→ Information provided:
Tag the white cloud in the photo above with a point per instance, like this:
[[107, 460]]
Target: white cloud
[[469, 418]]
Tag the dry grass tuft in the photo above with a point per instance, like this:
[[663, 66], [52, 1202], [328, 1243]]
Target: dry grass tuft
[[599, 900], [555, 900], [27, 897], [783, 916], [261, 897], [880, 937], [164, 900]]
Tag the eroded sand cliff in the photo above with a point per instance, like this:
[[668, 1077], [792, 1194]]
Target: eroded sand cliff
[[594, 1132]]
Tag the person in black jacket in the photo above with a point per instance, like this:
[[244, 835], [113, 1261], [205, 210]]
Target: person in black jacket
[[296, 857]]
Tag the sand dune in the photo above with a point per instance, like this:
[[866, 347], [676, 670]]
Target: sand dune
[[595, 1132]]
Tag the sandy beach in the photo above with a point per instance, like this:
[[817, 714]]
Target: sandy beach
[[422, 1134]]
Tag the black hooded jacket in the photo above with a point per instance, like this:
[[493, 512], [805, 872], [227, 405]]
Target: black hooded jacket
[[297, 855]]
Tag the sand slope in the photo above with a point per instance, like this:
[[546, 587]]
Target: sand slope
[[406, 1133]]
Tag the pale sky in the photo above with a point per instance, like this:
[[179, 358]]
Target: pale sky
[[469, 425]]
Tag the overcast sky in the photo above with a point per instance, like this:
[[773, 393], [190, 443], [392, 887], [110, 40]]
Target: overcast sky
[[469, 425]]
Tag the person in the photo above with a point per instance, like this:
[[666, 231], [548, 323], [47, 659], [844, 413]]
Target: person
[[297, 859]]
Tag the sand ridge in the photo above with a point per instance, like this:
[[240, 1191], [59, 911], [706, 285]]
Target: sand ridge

→ Given exercise: Switch each "Target" in the lines above to "Object", and write out all the lines again with nothing else changed.

→ Output for this exercise:
Tag the white cloud in the photo above with a point per instance, like this:
[[107, 460]]
Object: white cloud
[[469, 418]]
Tag the dry grass tuft in the photo above with a point per instance, like this:
[[663, 66], [52, 1202], [328, 1243]]
Object: dry grass tuft
[[599, 900], [555, 900], [27, 897], [783, 916], [261, 897], [880, 937], [164, 900]]
Tag the eroded sand cliff in the photo above with a point per instance, like this:
[[668, 1077], [792, 1194]]
Object: eroded sand cliff
[[594, 1132]]
Tag the person in black jacket in the photo above with a point per instance, like this:
[[244, 835], [113, 1261], [205, 210]]
Object: person in black jacket
[[296, 857]]
Tag the sand dune in the photo above with a point per instance, like this:
[[866, 347], [676, 670]]
Object: sand dune
[[595, 1132]]
Tag the sandy beach in the photo above with a point per instance, like this:
[[817, 714]]
Object: sandy beach
[[422, 1134]]
Tag the black hooded jacket in the photo above with a point per instance, like this:
[[493, 512], [805, 872], [227, 405]]
Object: black hooded jacket
[[297, 855]]
Tag the sand slope in the photo above with a point per instance, like this:
[[546, 587]]
Object: sand slope
[[406, 1133]]
Tag the pale sky in the photo above with a point per instance, like this:
[[179, 358]]
Object: pale sky
[[469, 425]]
Tag the overcast sky in the photo above with a point per instance, like this:
[[773, 393], [190, 443], [392, 887], [110, 40]]
Object: overcast sky
[[469, 425]]
Tag the person in the photo above with a point per instance, like this:
[[666, 231], [548, 323], [47, 659], [844, 413]]
Object: person
[[297, 859]]
Tag the sand ridge in the photo above with a point per instance, like this:
[[240, 1191], [59, 911], [706, 285]]
Object: sand ridge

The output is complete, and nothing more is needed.